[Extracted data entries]
-------------------------

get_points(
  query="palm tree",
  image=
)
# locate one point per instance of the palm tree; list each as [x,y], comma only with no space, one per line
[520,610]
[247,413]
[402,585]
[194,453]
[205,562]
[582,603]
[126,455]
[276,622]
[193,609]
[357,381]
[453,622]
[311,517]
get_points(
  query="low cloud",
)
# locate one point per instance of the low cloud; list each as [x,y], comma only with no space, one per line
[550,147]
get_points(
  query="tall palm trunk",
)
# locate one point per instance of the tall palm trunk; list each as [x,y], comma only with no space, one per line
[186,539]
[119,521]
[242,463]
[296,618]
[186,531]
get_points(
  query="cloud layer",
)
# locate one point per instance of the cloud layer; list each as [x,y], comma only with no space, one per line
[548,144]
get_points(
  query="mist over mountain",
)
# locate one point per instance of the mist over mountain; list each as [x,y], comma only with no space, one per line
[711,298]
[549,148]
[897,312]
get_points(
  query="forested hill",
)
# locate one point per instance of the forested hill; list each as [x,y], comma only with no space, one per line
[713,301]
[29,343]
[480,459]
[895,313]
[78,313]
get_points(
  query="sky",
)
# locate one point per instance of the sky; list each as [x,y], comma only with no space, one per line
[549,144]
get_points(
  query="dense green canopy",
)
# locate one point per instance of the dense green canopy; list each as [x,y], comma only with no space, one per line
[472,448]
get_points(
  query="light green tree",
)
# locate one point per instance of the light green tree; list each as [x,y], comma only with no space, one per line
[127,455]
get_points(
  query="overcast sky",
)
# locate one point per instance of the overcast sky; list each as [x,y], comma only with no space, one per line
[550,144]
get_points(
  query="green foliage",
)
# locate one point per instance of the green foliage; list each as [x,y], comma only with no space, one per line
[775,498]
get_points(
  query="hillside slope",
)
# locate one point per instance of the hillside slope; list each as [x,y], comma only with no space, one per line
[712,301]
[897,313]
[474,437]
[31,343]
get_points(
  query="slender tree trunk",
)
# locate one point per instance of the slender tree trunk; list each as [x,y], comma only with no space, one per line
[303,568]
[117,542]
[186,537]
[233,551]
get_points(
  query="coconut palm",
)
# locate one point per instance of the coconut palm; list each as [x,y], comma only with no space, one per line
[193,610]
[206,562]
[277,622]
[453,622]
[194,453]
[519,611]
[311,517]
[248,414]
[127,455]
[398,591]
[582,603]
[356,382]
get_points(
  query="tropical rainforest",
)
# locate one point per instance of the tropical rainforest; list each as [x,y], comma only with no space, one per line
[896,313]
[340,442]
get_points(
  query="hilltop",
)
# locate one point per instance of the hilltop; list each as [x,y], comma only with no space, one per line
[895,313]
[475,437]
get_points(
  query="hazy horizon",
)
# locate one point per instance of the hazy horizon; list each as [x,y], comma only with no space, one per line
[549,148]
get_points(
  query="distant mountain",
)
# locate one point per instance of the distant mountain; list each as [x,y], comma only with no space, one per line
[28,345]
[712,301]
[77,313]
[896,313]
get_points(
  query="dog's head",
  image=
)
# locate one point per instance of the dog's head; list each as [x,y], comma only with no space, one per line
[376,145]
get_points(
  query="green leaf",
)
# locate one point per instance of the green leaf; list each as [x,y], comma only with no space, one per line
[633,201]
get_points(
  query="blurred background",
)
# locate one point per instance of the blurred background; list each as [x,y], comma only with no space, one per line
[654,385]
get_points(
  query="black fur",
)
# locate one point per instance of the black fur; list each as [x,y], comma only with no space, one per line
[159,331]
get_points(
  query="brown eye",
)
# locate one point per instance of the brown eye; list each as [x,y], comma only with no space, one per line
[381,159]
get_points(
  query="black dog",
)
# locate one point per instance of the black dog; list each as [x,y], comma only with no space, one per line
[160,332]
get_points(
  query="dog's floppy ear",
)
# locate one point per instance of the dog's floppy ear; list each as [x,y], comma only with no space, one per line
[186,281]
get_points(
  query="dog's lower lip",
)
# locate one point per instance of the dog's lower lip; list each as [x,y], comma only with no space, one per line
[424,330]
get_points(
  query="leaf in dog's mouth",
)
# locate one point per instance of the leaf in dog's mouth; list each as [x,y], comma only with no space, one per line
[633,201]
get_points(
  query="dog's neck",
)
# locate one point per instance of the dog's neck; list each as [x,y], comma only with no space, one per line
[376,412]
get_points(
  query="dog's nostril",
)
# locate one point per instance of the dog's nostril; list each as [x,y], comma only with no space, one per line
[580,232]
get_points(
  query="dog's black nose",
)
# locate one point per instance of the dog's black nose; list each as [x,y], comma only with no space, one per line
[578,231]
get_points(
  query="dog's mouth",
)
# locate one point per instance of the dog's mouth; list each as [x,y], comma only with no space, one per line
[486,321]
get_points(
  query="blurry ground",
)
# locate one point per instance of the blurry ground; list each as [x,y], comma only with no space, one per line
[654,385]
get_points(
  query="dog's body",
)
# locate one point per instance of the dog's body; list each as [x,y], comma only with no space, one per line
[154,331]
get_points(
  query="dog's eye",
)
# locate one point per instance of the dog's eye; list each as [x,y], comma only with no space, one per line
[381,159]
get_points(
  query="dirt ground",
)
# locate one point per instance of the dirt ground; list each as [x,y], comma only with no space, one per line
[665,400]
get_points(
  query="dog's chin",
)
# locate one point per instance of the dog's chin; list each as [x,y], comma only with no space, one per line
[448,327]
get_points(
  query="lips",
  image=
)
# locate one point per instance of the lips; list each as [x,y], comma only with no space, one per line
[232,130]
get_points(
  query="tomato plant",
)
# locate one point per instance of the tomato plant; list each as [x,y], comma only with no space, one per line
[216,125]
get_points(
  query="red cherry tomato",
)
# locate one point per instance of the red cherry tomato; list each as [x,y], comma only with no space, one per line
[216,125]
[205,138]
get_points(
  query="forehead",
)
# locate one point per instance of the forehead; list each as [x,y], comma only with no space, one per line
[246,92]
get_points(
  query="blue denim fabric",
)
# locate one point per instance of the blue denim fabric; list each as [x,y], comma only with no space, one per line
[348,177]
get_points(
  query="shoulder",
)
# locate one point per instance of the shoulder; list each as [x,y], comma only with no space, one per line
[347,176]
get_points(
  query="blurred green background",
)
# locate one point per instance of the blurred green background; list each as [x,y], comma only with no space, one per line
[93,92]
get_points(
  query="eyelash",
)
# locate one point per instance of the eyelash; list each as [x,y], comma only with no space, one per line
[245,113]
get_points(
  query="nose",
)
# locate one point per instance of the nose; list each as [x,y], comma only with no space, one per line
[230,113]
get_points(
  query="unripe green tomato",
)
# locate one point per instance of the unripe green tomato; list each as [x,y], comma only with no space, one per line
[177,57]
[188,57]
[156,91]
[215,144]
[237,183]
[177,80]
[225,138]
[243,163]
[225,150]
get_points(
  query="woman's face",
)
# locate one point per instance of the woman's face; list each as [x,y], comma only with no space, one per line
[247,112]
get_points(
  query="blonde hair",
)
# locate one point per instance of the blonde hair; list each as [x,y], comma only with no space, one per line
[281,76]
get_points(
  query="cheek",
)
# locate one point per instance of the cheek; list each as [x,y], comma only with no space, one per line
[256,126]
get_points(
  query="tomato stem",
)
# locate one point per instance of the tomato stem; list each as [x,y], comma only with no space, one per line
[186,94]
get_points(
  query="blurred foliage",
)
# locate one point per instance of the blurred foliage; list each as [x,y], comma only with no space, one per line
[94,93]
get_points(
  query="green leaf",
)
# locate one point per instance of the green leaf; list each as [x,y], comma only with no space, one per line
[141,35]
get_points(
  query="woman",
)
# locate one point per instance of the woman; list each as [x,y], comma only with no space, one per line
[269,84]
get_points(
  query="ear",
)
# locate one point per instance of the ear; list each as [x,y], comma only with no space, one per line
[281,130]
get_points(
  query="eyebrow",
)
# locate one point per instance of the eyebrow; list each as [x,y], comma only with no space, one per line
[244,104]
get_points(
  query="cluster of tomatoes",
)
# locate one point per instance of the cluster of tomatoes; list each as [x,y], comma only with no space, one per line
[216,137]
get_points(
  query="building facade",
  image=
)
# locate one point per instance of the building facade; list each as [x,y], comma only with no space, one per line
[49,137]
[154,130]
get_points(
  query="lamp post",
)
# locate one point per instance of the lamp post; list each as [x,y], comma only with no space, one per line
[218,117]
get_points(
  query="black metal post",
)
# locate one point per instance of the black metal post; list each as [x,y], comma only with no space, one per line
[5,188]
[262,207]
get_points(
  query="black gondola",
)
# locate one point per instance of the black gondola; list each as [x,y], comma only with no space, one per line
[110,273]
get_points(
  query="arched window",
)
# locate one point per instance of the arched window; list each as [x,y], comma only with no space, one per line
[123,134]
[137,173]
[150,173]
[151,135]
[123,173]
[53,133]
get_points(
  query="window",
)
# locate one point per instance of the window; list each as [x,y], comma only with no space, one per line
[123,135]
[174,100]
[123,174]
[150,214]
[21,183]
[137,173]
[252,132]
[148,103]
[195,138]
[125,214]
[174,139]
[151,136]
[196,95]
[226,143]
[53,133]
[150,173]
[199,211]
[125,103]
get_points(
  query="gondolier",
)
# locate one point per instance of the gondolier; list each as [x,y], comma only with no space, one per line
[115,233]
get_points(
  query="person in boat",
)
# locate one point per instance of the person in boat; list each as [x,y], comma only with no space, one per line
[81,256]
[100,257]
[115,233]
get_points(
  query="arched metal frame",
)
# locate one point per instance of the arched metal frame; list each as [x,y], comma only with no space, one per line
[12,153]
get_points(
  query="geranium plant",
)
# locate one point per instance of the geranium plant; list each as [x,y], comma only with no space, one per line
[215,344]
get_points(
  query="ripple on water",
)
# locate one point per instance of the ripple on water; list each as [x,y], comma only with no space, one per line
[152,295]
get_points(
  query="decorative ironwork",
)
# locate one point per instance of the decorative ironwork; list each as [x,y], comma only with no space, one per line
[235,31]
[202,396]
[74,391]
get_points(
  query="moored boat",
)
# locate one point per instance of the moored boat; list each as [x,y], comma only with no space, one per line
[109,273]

-------------------------

◆ DIRECTIONS FOR THIS TASK: Only one span is to be repeated: the line with "# locate one point per instance of the decorative" through the final line of the entries above, word for word.

◆ SOLUTION:
# locate one point per instance of the decorative ironwork; list each as [x,y], comma only with no space, one per line
[235,31]
[202,396]
[74,391]
get_points(
  query="moored boat",
)
# locate one point per instance of the moored boat; list each as [x,y], comma only with no space, one per line
[109,273]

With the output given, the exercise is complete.